## TASKS
1. Reproduce the stretch of the passage on trying to conceive from "More substantial methods" through "a chemistry project.".
2. Continue the account of trying to conceive, beginning after its final sentence.

In spite of, or perhaps because of, my Leafs habit, the attempt-at-pregnancy thing wasn’t quite as easy as slipping down to the Air Canada Centre. Trying was all good fun for the first few months, until we realized we didn’t have the same biological makeup of teenagers on reality TV.
More substantial methods were undertaken. And that took some of the fun out of it, to be honest. Suddenly the normally enjoyable business of trying to create babies became more, well, robotic. Like math class without your clothes on. Charting, temperature-taking.
Mrs. Robinson spent increasing amounts of time with her nose in a massive book that reminded me of a university textbook I wouldn’t dare think of reading, even in university. The book, and my wife’s head stuck in it, became a ubiquitous presence around our house. She also took to visiting websites that made the whole business seem more like a chemistry project.

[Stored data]
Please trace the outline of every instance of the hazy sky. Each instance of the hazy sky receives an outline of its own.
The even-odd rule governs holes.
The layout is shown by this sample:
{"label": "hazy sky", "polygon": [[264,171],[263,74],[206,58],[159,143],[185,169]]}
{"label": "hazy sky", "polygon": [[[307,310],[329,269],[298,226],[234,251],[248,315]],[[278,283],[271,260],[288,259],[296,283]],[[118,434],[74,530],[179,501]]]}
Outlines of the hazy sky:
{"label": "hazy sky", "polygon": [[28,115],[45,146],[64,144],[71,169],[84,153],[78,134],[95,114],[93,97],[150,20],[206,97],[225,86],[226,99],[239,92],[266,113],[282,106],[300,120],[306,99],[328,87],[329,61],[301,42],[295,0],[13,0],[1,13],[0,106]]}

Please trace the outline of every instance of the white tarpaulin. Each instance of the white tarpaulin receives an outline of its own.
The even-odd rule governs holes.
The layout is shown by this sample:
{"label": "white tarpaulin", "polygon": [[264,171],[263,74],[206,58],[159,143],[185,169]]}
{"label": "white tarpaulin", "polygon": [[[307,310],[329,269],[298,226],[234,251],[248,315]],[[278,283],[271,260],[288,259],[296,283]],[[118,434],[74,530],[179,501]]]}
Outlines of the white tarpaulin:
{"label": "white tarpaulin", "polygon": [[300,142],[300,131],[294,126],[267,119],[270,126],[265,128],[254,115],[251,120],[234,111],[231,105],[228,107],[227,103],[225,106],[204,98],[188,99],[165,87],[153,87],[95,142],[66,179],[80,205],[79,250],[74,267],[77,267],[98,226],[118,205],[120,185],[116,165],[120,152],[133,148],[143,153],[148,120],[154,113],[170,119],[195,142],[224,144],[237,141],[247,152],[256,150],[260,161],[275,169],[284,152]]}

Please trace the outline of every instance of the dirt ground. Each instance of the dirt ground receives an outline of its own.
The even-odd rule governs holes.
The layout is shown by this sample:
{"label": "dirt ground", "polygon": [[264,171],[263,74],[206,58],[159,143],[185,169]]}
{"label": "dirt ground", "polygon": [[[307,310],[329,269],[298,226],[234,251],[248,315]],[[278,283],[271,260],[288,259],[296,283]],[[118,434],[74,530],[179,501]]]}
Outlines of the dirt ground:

## RESULTS FOR EACH TASK
1.
More substantial methods were undertaken. And that took some of the fun out of it, to be honest. Suddenly the normally enjoyable business of trying to create babies became more, well, robotic. Like math class without your clothes on. Charting, temperature-taking.
Mrs. Robinson spent increasing amounts of time with her nose in a massive book that reminded me of a university textbook I wouldn’t dare think of reading, even in university. The book, and my wife’s head stuck in it, became a ubiquitous presence around our house. She also took to visiting websites that made the whole business seem more like a chemistry project.

2.
Things were starting to get a bit testy, and my normally easy-going better half suddenly had one rule: if it was time, it didn’t matter what was going on, I had to drop everything I was doing and take action.
I distinctly recall adjusting my work schedule and, gasp, missing the occasional shinny skate to stick around the house waiting for that time. There were even times when I suggested a practice run but she waved me off in order not to spoil things when she entered the fertility red zone.
So, as the clock ticked just past five o’clock on the day in question, Mrs. Robinson suddenly struck that look just as Aussie pounced for a dog biscuit.
Talk about a dilemma.
On the one hand, Leafs tickets in my pocket, a ravenous animal tethered to my arm, and an oblivious friend on the verge of arriving on the subway platform several hundred metres up the road, and on the other, my wife before me, who never makes any unreasonable demands, with the temerity to demand sex. Right then.
The horror.
I took one look at Mrs. Robinson, another at Aussie, and I knew that I’d better be on my game.
And quick.
I got to the subway about five minutes late.
Jason and I had worked together for many years at SCOREGolf, where he was that publication’s managing editor. He’s a fine wordsmith in the sense that he can polish others’ work and he’s pretty handy with his own pen. He doesn’t suffer fools to the point that he can be a bit on the grumpy side with dunderhead colleagues and late friends. And I was often both.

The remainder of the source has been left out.